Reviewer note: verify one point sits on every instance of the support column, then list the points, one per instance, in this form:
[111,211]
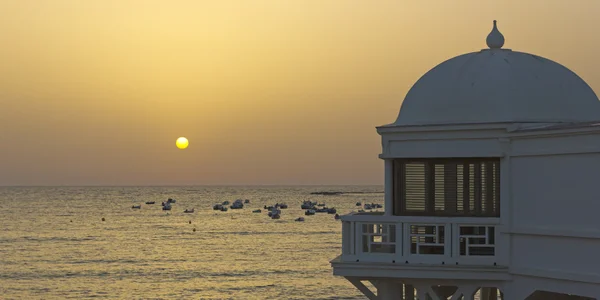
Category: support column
[389,290]
[389,187]
[409,292]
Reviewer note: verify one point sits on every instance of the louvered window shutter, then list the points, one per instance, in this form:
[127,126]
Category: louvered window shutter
[447,187]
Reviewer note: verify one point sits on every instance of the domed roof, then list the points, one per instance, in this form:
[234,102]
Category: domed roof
[498,85]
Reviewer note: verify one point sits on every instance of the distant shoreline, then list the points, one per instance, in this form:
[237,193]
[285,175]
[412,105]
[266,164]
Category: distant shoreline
[342,193]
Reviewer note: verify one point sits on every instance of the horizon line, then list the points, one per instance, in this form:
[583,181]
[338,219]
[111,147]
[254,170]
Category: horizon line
[189,185]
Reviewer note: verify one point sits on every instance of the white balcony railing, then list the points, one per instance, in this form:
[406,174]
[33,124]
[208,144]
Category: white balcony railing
[423,240]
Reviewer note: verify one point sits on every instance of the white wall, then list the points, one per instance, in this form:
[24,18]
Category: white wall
[555,207]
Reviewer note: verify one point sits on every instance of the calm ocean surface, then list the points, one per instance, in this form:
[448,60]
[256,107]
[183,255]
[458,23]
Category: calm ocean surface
[54,244]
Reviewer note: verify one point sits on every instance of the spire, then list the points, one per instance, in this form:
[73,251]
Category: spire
[495,39]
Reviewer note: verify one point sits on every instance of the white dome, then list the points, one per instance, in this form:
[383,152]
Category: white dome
[498,85]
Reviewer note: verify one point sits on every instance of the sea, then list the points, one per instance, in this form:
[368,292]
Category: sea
[88,242]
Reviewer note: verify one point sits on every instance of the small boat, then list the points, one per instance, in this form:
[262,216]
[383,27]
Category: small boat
[273,212]
[238,204]
[307,205]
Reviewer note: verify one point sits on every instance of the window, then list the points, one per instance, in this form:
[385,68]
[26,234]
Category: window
[447,187]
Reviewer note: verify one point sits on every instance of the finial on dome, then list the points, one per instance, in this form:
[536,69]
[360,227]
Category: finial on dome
[495,39]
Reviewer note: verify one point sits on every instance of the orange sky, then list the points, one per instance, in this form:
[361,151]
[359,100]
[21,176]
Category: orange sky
[268,92]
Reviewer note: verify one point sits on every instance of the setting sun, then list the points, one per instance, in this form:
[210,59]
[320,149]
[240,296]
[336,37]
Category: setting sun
[182,143]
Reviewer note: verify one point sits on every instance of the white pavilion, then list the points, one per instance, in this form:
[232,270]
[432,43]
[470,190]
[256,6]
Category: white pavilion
[492,186]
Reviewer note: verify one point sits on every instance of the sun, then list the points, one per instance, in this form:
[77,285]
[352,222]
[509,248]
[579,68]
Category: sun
[182,143]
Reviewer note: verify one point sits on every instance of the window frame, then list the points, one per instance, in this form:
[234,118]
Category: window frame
[478,191]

§ **TASK REQUIREMENTS**:
Exactly reproduce the lines that run from the line with "the sun, then" through the last line of the records, inclusive.

§ **TASK RESULT**:
Reviewer note: verify one point sits on every instance of the sun, then list the points, one per instance, in this form:
[77,285]
[352,222]
[509,248]
[579,68]
Category: sun
[182,143]
Reviewer note: verify one point sits on every instance of the window frame, then list the points, one per instance, in this form:
[234,118]
Category: window frame
[478,191]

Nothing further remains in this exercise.